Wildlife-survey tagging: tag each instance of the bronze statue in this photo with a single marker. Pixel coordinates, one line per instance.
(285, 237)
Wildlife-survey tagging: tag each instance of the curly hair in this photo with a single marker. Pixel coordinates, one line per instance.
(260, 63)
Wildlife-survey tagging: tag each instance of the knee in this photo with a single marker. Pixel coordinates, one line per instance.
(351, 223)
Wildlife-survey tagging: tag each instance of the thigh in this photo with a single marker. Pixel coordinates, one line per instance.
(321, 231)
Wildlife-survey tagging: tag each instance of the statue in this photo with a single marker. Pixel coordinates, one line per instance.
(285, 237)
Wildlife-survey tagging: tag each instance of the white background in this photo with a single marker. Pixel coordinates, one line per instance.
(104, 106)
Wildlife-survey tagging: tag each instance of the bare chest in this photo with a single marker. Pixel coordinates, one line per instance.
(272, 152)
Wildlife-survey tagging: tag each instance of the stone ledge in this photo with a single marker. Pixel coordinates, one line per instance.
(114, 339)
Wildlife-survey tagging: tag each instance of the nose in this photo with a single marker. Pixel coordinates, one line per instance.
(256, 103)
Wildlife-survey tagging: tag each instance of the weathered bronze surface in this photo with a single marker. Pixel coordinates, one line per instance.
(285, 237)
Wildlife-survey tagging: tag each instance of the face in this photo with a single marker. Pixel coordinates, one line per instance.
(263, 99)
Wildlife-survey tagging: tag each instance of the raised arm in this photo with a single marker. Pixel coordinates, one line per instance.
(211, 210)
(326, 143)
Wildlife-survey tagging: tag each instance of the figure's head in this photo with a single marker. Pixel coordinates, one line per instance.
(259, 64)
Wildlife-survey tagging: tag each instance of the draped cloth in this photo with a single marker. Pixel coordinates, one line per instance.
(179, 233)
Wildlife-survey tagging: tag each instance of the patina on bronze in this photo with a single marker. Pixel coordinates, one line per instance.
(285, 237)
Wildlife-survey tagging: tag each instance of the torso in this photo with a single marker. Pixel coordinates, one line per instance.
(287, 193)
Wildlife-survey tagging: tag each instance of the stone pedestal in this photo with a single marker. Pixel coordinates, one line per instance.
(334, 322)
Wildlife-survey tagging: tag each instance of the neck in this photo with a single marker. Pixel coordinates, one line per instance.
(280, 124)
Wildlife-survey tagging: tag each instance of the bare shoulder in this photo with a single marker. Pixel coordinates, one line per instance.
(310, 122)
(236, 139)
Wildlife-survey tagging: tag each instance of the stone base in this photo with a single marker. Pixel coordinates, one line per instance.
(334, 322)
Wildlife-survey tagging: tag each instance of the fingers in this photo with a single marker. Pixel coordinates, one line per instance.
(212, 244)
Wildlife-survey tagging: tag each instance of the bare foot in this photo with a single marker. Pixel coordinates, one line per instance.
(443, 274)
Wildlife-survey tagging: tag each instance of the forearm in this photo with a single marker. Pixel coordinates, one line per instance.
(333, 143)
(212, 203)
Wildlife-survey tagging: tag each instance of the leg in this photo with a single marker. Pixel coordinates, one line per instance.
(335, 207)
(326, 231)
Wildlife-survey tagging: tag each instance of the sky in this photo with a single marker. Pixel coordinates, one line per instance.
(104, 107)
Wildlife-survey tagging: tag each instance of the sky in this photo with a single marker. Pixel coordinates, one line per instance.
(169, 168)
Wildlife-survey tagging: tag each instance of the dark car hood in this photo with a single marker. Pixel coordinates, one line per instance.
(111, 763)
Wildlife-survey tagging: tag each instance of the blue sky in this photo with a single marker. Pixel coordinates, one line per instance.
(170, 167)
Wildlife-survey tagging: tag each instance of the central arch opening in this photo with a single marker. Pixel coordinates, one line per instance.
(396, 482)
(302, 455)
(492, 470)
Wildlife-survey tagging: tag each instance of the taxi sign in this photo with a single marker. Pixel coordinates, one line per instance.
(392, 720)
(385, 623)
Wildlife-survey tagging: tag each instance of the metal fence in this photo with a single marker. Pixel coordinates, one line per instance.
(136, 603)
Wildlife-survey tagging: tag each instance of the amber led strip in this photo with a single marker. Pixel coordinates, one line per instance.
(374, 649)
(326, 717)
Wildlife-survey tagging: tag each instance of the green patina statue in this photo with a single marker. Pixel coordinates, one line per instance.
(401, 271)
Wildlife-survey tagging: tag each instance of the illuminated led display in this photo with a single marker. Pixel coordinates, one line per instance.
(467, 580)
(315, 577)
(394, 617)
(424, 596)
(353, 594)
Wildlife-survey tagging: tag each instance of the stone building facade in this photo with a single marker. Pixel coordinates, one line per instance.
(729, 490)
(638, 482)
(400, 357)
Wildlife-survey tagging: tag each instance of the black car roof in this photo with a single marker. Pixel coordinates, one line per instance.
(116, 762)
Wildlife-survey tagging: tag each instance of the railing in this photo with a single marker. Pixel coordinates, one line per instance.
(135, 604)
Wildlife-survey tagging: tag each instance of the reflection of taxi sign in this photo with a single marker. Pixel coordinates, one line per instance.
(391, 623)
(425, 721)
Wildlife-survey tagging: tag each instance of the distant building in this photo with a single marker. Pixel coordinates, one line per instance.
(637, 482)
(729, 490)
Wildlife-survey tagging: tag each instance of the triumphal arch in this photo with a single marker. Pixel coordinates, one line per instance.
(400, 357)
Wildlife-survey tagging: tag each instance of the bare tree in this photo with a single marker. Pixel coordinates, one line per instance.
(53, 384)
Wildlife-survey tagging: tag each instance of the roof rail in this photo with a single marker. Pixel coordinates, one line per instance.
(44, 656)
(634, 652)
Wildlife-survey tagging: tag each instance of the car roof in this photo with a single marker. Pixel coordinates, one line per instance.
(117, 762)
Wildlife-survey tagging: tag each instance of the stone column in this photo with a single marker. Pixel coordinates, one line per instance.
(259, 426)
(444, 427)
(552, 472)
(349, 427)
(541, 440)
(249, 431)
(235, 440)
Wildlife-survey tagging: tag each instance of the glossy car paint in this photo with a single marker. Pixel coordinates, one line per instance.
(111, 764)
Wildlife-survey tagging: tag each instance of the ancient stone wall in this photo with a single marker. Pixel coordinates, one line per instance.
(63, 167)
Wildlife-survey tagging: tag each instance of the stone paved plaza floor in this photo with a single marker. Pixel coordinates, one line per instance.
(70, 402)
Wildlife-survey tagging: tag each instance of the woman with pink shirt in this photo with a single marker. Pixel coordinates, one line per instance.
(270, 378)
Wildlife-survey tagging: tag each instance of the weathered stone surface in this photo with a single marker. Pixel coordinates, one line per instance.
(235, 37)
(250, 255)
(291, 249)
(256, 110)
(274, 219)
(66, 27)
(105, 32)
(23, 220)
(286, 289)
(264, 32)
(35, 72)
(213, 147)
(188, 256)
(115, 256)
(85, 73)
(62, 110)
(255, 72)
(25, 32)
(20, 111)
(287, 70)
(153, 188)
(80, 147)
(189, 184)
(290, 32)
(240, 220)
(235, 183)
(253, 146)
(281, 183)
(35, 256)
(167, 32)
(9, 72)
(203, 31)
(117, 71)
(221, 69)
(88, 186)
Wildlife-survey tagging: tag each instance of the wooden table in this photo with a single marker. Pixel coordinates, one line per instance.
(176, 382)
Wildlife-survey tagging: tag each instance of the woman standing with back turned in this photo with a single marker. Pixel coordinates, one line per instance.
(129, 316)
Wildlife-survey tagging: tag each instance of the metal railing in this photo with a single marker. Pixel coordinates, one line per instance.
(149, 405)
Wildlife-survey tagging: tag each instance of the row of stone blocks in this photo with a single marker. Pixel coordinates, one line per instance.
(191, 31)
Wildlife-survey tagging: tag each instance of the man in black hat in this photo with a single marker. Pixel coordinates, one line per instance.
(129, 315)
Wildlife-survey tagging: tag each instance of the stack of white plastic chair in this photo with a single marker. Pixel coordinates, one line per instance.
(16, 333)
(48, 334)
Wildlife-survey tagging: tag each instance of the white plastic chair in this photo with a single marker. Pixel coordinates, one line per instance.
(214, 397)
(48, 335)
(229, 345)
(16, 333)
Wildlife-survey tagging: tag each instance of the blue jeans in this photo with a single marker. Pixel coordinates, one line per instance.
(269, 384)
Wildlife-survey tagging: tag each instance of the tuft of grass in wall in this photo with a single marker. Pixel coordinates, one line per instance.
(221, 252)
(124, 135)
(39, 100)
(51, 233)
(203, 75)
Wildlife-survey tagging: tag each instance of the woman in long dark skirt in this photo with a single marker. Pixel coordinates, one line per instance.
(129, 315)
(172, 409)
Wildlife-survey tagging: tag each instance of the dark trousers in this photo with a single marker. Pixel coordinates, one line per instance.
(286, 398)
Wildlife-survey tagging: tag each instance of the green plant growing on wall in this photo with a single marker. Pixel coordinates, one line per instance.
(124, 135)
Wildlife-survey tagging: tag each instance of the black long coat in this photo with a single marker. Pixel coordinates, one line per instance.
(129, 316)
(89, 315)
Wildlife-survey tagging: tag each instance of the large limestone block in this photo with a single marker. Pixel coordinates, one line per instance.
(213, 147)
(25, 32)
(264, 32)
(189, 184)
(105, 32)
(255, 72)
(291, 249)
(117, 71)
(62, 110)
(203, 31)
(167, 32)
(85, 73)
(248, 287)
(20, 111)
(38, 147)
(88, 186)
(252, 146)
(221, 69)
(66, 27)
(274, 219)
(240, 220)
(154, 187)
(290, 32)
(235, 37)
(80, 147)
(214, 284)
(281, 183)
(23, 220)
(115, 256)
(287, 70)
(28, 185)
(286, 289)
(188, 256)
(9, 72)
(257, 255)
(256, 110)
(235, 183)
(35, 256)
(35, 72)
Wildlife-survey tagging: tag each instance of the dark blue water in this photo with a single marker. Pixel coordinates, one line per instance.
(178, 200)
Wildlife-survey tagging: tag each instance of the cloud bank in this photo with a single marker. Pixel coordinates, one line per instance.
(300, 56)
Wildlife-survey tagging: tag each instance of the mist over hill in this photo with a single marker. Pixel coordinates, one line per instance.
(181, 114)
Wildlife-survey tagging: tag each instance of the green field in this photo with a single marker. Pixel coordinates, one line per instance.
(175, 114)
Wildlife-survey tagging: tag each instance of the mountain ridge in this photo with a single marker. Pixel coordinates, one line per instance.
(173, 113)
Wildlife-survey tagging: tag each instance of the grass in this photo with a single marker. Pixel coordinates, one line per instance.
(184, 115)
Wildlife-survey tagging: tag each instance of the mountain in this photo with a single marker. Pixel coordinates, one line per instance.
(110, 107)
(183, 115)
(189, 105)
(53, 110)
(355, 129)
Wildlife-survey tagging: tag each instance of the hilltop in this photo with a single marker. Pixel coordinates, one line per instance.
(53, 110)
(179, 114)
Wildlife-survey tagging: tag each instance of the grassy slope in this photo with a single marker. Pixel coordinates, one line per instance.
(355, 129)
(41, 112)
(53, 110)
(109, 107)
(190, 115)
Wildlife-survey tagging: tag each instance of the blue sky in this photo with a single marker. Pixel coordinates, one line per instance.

[Task to carry out]
Extract, exactly as they appear, the lines from the one containing "Wildlife-survey tagging: tag each instance of the mist" through the final line.

[Response to this task]
Wildlife-survey tagging: tag each instance of the mist over hill in this photo with a single marker. Pixel coordinates, one line per instance.
(181, 114)
Wildlife-survey tagging: tag each instance of the green field in this photo with a single marker. Pixel coordinates, one line per instance.
(175, 114)
Wildlife-survey tagging: tag each instance of the mountain ridge in this photo with a single marker. Pixel coordinates, one line per instance.
(173, 113)
Wildlife-survey tagging: tag each instance of the grass in this photo with a single marker. Pixel coordinates, one line per instance.
(184, 115)
Wildlife-survey tagging: tag each instance of the mountain in this photo with a single marker. Pixel coordinates, one line per instance.
(110, 107)
(183, 115)
(189, 105)
(53, 110)
(355, 129)
Wildlife-survey tagging: tag each instance of the hilltop in this photo with a single marker. Pixel coordinates, one line per instance.
(53, 110)
(179, 114)
Wildlife-survey tagging: tag each instance of the grassy slope in this photo with a single marker. Pixel coordinates, one line per instance.
(355, 129)
(41, 112)
(53, 110)
(109, 107)
(190, 115)
Wildlife-survey tagging: tag each instance of the blue sky in this photo with a single marker. Pixel coordinates, one line per instance.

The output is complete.